_Directions for this task_
Count the lines in the entries below that contain the string "positive". Reply with the number alone.
>>>
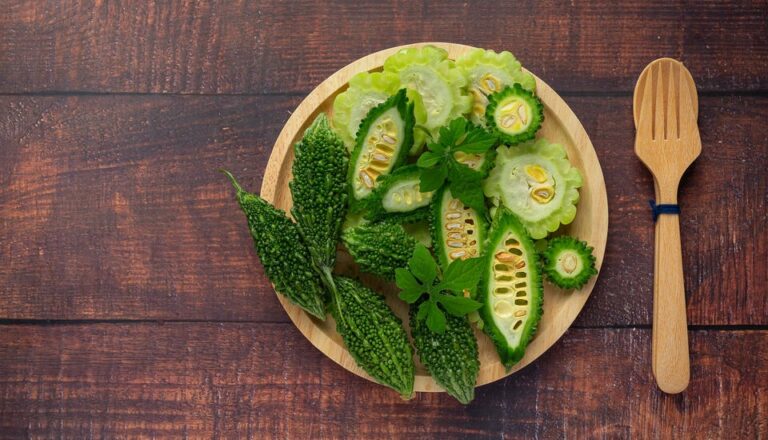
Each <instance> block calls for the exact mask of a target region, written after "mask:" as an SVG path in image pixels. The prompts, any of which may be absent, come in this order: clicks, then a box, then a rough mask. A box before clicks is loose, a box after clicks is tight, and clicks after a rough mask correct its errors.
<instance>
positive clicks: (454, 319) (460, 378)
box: [410, 304, 480, 405]
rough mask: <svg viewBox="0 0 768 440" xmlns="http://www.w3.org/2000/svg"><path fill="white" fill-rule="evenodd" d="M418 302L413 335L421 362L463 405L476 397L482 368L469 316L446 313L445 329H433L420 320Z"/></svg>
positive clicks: (412, 308)
mask: <svg viewBox="0 0 768 440" xmlns="http://www.w3.org/2000/svg"><path fill="white" fill-rule="evenodd" d="M417 309H418V307H417V305H416V304H413V305H411V309H410V317H411V336H413V344H414V346H415V347H416V352H417V353H418V354H419V359H421V363H422V364H424V366H425V367H427V370H429V373H430V374H431V375H432V377H433V378H435V381H436V382H437V383H438V384H440V386H442V387H443V388H444V389H445V391H446V392H448V394H450V395H451V396H453V397H455V398H456V400H458V401H459V402H461V403H463V404H465V405H466V404H468V403H469V402H471V401H472V399H474V398H475V384H476V383H477V374H478V373H479V371H480V360H479V359H478V350H477V340H476V339H475V334H474V332H473V331H472V327H471V326H470V324H469V321H467V318H466V317H457V316H453V315H451V314H448V315H447V316H446V323H445V332H444V333H442V334H440V333H435V332H433V331H431V330H430V329H429V328H428V327H427V326H426V325H425V324H424V322H423V321H420V320H418V319H416V314H417Z"/></svg>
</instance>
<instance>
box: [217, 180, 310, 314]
mask: <svg viewBox="0 0 768 440" xmlns="http://www.w3.org/2000/svg"><path fill="white" fill-rule="evenodd" d="M222 172H223V173H224V174H226V175H227V176H228V177H229V179H230V180H231V181H232V185H233V186H234V187H235V190H236V191H237V202H238V203H239V204H240V208H241V209H242V210H243V212H244V213H245V215H246V217H247V218H248V228H249V229H250V231H251V237H253V244H254V246H255V247H256V253H257V254H258V255H259V259H260V260H261V264H262V265H263V266H264V272H265V273H266V274H267V277H268V278H269V279H270V281H272V284H273V285H274V286H275V290H276V291H277V292H279V293H281V294H283V295H285V297H287V298H288V299H290V300H291V302H293V303H294V304H296V305H297V306H299V307H301V308H302V309H304V310H305V311H306V312H307V313H309V314H311V315H313V316H315V317H317V318H319V319H321V320H325V307H324V305H323V303H324V297H325V290H324V289H323V287H322V282H321V280H320V277H319V276H318V274H317V272H315V270H314V269H313V268H312V262H311V261H310V258H309V251H308V250H307V247H306V246H305V245H304V243H303V241H302V239H301V236H300V234H299V228H298V227H297V226H296V224H295V223H293V222H292V221H291V220H290V219H289V218H288V217H286V216H285V213H283V211H281V210H279V209H277V208H275V207H274V206H272V205H270V204H269V203H267V202H266V201H265V200H264V199H262V198H261V197H259V196H257V195H255V194H250V193H248V192H246V191H244V190H243V189H242V188H241V187H240V185H239V184H238V183H237V180H235V178H234V176H232V174H231V173H230V172H229V171H225V170H222Z"/></svg>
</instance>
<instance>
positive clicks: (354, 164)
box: [347, 89, 414, 211]
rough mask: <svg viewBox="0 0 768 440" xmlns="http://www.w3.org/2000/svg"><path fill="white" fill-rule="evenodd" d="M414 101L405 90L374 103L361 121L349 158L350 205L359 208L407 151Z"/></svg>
mask: <svg viewBox="0 0 768 440" xmlns="http://www.w3.org/2000/svg"><path fill="white" fill-rule="evenodd" d="M413 124H414V117H413V104H409V103H408V98H407V97H406V95H405V90H404V89H401V90H400V91H399V92H397V93H396V94H395V95H393V96H392V97H391V98H389V99H387V100H386V101H384V102H383V103H381V104H379V105H378V106H376V107H374V108H373V109H372V110H371V111H370V112H368V115H367V116H366V117H365V120H363V122H362V123H361V124H360V130H359V131H358V133H357V140H356V144H355V149H354V151H353V152H352V156H351V158H350V161H349V174H348V176H347V179H348V181H349V192H350V205H351V206H350V208H351V209H352V210H353V211H356V210H360V209H361V208H362V205H361V204H360V201H361V200H364V199H365V198H367V197H368V196H370V194H371V192H372V191H373V189H374V188H375V187H376V186H377V185H378V184H379V181H378V178H379V177H380V176H384V175H387V174H389V173H390V172H392V170H393V169H394V168H395V167H397V166H398V165H400V164H401V163H402V162H403V160H405V158H406V157H407V155H408V150H409V149H410V147H411V144H412V143H413Z"/></svg>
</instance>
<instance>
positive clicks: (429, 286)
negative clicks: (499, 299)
mask: <svg viewBox="0 0 768 440" xmlns="http://www.w3.org/2000/svg"><path fill="white" fill-rule="evenodd" d="M481 276H482V261H481V260H480V258H470V259H466V260H461V259H457V260H454V261H453V262H452V263H451V264H449V265H448V268H446V270H445V272H444V273H442V274H441V273H440V270H439V267H438V266H437V263H435V259H434V258H433V257H432V254H431V253H430V252H429V249H427V248H426V247H425V246H424V245H422V244H418V245H416V248H415V249H414V251H413V255H412V256H411V258H410V260H408V268H407V269H406V268H400V269H397V270H395V282H396V283H397V287H399V288H400V299H402V300H403V301H405V302H407V303H408V304H414V303H416V302H417V301H419V300H420V299H421V298H422V297H423V296H425V295H426V296H427V298H426V299H425V300H424V301H423V302H422V303H421V304H419V308H418V311H417V313H416V319H418V320H421V321H423V320H426V322H427V327H428V328H429V329H430V330H431V331H433V332H435V333H443V332H445V314H444V313H445V312H447V313H450V314H451V315H453V316H459V317H461V316H465V315H466V314H468V313H470V312H474V311H475V310H477V309H479V308H480V306H481V304H480V303H479V302H477V301H475V300H473V299H471V298H466V297H464V292H465V291H468V292H470V293H472V292H473V291H474V290H475V289H476V288H477V283H479V282H480V278H481Z"/></svg>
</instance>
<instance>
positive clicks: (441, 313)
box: [427, 300, 445, 334]
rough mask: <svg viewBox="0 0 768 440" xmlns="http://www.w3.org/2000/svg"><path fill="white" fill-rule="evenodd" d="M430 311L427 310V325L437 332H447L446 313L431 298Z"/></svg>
mask: <svg viewBox="0 0 768 440" xmlns="http://www.w3.org/2000/svg"><path fill="white" fill-rule="evenodd" d="M428 304H429V306H428V307H429V312H427V313H428V314H427V327H428V328H429V329H430V330H431V331H433V332H435V333H440V334H442V333H445V315H444V314H443V311H442V310H440V307H438V306H437V303H436V302H435V301H433V300H429V302H428Z"/></svg>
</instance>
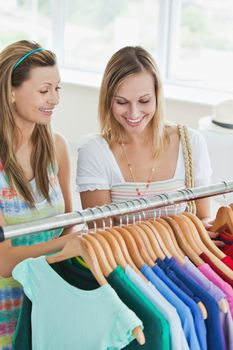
<<<
_Finished exercise_
5